GIVEN INSTRUCTION. Below are the entries; output exactly the lines from the one containing "post and record integer pixel coordinates." through the final line, inclusive.

DATASET RECORDS.
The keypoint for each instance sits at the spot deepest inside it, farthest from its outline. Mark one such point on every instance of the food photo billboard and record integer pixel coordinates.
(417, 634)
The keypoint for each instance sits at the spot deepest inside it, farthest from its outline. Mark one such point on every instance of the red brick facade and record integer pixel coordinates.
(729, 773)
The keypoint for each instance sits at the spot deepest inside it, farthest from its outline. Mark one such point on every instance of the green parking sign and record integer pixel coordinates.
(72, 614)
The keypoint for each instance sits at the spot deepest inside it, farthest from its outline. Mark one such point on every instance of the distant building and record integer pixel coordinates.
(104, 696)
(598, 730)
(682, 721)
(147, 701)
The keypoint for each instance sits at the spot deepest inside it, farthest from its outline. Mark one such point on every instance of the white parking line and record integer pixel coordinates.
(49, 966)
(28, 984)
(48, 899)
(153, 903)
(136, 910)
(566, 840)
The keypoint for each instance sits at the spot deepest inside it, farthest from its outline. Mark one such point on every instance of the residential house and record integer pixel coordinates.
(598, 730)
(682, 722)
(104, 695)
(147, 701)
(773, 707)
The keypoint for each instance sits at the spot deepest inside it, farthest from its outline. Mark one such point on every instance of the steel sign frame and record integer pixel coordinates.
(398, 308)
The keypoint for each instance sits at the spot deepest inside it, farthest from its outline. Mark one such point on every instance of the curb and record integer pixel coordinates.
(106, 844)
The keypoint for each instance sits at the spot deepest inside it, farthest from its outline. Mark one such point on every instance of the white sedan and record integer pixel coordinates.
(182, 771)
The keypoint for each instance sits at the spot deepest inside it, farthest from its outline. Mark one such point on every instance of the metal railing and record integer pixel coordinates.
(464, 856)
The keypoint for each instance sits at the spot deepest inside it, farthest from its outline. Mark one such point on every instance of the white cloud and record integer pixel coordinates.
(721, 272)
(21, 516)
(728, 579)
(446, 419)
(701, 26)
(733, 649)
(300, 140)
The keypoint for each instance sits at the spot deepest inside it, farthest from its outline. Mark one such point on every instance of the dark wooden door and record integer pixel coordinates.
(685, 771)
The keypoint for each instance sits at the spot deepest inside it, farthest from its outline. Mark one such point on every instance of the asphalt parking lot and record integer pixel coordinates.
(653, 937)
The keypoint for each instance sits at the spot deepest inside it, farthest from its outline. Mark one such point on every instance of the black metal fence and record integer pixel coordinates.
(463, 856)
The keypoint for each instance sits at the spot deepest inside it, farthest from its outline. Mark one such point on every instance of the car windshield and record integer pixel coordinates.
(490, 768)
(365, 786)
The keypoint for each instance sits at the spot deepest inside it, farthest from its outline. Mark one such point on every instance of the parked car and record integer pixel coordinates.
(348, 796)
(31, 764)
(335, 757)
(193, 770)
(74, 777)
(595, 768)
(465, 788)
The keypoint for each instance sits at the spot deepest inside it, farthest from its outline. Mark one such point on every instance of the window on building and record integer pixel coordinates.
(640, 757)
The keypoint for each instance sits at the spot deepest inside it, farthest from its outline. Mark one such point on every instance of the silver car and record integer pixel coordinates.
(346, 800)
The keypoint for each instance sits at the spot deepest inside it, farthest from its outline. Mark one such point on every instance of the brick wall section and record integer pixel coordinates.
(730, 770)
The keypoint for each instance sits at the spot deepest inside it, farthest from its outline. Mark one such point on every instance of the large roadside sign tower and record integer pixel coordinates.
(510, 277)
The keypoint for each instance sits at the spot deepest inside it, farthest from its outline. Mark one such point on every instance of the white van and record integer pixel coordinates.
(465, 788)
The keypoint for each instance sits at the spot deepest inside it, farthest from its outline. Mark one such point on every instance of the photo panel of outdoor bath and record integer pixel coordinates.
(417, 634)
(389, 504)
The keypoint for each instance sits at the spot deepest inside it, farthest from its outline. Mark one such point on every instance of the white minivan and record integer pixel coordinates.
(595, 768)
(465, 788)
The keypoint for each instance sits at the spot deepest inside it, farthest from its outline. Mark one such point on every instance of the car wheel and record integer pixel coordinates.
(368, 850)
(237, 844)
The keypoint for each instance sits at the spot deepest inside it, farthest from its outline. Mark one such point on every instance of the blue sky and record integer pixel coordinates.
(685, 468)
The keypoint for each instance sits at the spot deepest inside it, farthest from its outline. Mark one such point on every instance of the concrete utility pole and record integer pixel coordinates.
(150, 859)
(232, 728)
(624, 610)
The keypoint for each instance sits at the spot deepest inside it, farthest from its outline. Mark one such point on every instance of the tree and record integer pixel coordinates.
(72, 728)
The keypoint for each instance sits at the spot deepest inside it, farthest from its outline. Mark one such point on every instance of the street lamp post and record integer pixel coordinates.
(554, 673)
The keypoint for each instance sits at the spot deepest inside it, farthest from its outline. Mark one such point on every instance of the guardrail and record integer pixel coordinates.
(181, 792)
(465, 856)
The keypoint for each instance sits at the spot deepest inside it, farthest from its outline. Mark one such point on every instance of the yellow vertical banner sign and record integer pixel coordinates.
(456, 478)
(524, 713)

OUTPUT BELOW.
The keypoint for each instance sits at the spot deepest inside it, farthest from its outline. Mark one such point on every instance of the street lamp post and record integer pixel coordinates.
(554, 673)
The keypoint for each instance sits at the spot deepest inside it, farthest from its outline. Mark one such point on every instance of the guardrail and record integer pixel coordinates.
(181, 792)
(465, 856)
The keypoint for each instance sits at the spot deepest inside it, farthest from its outline. Mark one such point on every instance of the yellow vertical banner sign and record integer pixel coordinates.
(456, 478)
(524, 713)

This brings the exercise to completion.